[GIVEN INSTRUCTION 1]
Pick out every line in the listing below that contains the word "sepia".

[DOCUMENT]
|---|

The doll was made by Mattel in 2019 and is part of their Barbie® Inspiring Women™ series of dolls. It is a Black Label doll designed by Kelley Lindberg and was released in the United States on August 25, 2019 at a retail price of $30.99, along with the Mattel Sally Ride doll, also part of the Inspiring Women™ series and in the Celebrity Doll Museum collection.
From the box:
CIVIL RIGHTS ACTIVIST
“EACH PERSON MUST LIVE THEIR LIFE AS A MODEL FOR OTHERS.”
Barbie® recognizes all female role models. The Inspiring Women™ Series pays tribute to incredible heroines of their time; courageous women who took risks, changed rules, and paved the way for generations of girls to dream bigger than ever before.
Rosa Louise Parks led an ordinary life as a seamstress until an extraordinary moment on December 1, 1955. When she refused an order to give up her seat to a white passenger and move to the back of the bus, Mrs. Parks’ act of defiance became the catalyst for the Montgomery Bus Boycott. Rosa Parks’ quiet strength played a notable role in the civil rights movement, but it would still take another nine years and more struggles before the 1964 Civil Rights Movement,” Rosa Parks earned worldwide recognition and numerous awards including the prestigious Presidential Medal of Freedom and Congressional Gold Medal of Honor.
Girls need more role models like Rosa Parks because imagining they can be anything is just the beginning, Actually seeing that they can makes all the difference.
The Rosa Park doll wears a soft gray overcoat with black trim cuffs and gray collar with faux pockets. The front is closed with a tacking stitches and fastener. The neck line is wide enough that the coat can be removed without cutting them by sliding the doll out.
Underneath is a sleeveless tightly tailored yellow flowered dress. The material is 1:6 scales reproduction of the dress Rosa Parks was carrying in a bag the day she was arrested in 1955. She had made it for a friend and decades after it was returned from the police, she donated it to another friend who ran an African American Museum of Fashion, which eventually saw it pass on to the article from the Washington Post here. The real dress was a long-sleeved wrap-around, but same material and a nice piece of history in the design of the Parks doll. The dress can be removed from a Velcro opening in the back.See the
On her head there is a fastener attached black plastic molded hat with a white flower on the front right, a 1:6 replica of the one Rosa Parks is wearing in the 1955 mugshot. You could clip the fasteners to remove the hat. There is rooted hair underneath. Her replica silver rimless glasses are tacked with brown string into the the head above the ears. They could also be removed, but no need since they would get lost and the doll would no longer resemble Parks.
White gloves (really mittens) on the hands and she carries a small black plastic clutch/wallet if you rubber band it to the hands. Get your tiny poly-bands here. The doll has Barbie hi-heel feet with gray plastic sensible heeled shoes. So sensible, in fact, that the Rosa Parks doll can stand on its own with a little patience and no big buses disturbing the ground outside. Molded into the body are body colored Barbie panties and copyright/model markings.

|---|

[TASK INPUTS]
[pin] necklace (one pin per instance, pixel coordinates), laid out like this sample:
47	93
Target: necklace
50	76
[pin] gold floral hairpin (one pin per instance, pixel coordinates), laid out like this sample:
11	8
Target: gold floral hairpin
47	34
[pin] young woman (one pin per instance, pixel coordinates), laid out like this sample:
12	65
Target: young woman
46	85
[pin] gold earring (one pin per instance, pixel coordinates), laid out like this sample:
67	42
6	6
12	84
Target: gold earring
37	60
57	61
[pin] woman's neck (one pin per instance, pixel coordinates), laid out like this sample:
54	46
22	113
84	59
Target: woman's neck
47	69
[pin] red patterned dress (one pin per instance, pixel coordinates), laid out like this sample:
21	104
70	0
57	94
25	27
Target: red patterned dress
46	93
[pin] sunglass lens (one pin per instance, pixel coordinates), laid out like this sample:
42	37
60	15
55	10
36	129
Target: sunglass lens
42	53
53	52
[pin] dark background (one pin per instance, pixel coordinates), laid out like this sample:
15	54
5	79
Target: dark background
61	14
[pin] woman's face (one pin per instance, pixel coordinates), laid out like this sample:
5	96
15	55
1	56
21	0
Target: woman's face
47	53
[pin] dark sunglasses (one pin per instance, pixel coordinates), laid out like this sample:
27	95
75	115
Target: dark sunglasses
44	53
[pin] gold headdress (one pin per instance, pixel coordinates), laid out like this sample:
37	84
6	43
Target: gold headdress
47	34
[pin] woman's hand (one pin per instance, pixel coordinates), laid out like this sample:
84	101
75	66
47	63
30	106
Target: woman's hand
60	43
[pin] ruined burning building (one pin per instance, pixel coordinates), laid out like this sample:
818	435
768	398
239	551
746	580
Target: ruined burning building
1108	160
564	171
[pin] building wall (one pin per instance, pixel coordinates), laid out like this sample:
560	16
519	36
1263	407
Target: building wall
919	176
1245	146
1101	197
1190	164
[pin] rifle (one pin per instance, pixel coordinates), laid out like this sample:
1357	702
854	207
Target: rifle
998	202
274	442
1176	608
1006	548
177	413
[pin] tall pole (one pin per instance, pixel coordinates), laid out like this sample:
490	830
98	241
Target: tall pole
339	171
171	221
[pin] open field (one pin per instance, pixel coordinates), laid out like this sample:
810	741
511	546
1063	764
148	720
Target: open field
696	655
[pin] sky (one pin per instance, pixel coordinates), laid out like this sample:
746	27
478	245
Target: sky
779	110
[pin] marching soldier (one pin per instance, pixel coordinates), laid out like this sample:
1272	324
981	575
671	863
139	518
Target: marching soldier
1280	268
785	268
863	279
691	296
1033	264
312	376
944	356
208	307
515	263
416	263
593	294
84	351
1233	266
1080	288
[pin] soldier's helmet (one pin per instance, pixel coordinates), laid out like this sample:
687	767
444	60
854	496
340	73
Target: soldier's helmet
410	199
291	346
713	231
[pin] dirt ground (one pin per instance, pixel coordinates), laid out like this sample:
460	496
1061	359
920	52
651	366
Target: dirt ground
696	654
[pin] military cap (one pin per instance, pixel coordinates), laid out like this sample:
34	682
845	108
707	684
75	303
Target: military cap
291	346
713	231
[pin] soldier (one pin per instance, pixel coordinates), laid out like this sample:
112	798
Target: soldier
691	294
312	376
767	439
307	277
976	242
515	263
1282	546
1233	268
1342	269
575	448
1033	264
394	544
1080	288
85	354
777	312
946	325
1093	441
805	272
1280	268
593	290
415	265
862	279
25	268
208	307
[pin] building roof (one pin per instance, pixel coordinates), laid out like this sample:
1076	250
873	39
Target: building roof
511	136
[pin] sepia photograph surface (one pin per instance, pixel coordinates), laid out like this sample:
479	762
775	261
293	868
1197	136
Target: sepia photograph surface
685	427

|---|

[GIVEN INSTRUCTION 2]
According to the doll description above, what was the doll's retail price when it was released in the United States?

[WRITTEN REPLY 1]
[pin] sepia photograph surface (one pin per instance, pixel coordinates), laid out like this sample:
Target: sepia photograph surface

[WRITTEN REPLY 2]
$30.99